Brief:
Write out, exactly as they appear, only the lines running from the line with "Where can the white parchment" to the final line of the listing; include both.
_ _ _ _ _
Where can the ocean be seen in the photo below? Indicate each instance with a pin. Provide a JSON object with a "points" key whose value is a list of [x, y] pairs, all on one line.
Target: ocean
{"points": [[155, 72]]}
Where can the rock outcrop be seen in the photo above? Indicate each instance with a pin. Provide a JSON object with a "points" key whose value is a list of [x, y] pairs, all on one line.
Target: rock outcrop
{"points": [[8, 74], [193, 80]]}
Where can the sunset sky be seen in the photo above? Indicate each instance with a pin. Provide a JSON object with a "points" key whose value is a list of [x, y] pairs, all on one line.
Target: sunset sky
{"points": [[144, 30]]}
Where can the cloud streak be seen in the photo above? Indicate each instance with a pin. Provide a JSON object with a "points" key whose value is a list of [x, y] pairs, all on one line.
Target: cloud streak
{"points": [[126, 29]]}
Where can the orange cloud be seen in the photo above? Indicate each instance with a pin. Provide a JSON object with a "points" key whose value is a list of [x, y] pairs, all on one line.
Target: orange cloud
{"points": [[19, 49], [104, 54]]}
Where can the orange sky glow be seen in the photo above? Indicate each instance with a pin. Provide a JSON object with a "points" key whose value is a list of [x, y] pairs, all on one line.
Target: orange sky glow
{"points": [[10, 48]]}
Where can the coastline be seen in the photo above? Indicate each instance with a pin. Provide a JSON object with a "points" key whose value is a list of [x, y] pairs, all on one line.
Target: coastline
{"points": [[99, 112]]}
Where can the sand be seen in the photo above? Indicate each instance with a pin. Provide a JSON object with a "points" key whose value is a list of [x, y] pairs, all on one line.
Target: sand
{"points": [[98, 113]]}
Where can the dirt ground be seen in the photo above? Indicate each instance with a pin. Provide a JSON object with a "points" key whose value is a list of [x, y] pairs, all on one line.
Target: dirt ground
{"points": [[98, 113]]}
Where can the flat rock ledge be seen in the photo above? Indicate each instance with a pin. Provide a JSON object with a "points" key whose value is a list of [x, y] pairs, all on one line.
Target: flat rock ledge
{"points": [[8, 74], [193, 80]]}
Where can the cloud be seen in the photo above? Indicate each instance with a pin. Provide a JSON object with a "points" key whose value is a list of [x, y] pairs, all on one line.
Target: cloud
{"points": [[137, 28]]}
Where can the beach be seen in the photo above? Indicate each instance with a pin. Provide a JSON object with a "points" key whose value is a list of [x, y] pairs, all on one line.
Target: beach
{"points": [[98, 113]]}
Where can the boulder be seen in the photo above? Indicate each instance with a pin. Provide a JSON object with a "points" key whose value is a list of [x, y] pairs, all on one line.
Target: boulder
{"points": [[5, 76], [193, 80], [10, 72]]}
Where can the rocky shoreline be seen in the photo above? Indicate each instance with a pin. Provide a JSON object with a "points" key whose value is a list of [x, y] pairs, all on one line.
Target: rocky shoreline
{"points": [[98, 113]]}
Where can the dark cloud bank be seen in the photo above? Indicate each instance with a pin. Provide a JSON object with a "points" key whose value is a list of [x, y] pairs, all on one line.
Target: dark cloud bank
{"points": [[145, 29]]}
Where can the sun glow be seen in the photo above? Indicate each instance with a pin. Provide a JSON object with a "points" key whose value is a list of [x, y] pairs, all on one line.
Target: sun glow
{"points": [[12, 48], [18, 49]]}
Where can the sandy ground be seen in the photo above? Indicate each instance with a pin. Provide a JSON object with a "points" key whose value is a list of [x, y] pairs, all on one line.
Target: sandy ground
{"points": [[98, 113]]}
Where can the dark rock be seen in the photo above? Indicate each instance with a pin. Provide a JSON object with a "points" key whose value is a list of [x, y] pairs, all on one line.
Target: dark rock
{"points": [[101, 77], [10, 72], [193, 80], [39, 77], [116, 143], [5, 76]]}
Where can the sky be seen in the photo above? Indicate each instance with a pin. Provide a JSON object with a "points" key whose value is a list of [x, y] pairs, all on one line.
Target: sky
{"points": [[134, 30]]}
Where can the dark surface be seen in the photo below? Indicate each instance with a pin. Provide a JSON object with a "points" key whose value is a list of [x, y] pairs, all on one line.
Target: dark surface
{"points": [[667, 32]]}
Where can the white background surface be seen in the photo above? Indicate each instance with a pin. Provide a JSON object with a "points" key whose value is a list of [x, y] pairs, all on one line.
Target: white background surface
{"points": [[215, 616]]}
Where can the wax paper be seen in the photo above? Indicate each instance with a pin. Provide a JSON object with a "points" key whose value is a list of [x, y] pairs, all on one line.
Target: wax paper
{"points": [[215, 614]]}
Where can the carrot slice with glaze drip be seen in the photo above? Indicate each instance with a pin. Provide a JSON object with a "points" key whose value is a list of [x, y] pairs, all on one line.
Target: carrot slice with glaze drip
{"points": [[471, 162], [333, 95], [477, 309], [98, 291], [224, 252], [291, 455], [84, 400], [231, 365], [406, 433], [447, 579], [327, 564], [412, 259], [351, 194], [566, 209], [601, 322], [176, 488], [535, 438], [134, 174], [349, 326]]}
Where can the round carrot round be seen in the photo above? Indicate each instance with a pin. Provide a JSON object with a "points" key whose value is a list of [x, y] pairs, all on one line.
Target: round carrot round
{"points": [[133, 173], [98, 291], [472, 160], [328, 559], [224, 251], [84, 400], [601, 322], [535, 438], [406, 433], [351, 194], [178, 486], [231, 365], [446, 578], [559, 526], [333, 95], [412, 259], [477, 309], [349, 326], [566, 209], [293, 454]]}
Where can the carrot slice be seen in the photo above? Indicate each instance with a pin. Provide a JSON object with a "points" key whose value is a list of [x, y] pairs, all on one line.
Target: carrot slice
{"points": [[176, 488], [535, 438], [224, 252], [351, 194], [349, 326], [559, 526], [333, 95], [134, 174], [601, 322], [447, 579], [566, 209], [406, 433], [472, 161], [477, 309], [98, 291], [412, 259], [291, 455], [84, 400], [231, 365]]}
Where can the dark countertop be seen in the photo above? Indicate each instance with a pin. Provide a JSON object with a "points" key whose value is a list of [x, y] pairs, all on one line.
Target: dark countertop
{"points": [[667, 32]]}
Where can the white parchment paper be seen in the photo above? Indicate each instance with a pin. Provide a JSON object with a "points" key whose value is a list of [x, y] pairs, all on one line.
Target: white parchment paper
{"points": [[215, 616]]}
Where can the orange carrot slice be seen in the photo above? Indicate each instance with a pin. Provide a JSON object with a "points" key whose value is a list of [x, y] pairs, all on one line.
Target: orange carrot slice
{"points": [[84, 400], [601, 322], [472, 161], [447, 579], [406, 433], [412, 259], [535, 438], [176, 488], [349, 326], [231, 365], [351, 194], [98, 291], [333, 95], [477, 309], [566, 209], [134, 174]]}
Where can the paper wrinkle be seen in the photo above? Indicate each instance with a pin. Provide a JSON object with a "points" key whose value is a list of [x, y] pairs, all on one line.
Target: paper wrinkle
_ _ _ _ _
Exercise response:
Where can the white parchment paper be seen in the photo above? Indicate each instance with a pin. Provide a JSON object with a "points" key whose value is a list of [x, y] pairs, all on one line.
Target: white parchment paper
{"points": [[215, 616]]}
Where can the orange carrot slice be seen in the photo above? Indicate each instance with a pin. Provide a JSON object with a "points" key whose value is a list of [x, y] pairs, all on one line.
Target: orange carrot slice
{"points": [[84, 400], [601, 322], [472, 161], [447, 579], [406, 433], [412, 259], [535, 438], [176, 488], [349, 326], [231, 365], [351, 194], [98, 291], [333, 95], [477, 309], [566, 209], [134, 174]]}
Where can the paper wrinkle be seen in the photo above? Indicate each instance with a pin. Provide a JSON object with a "points" key whose value is a list of [x, y] pairs, all on one line.
Target: paper wrinkle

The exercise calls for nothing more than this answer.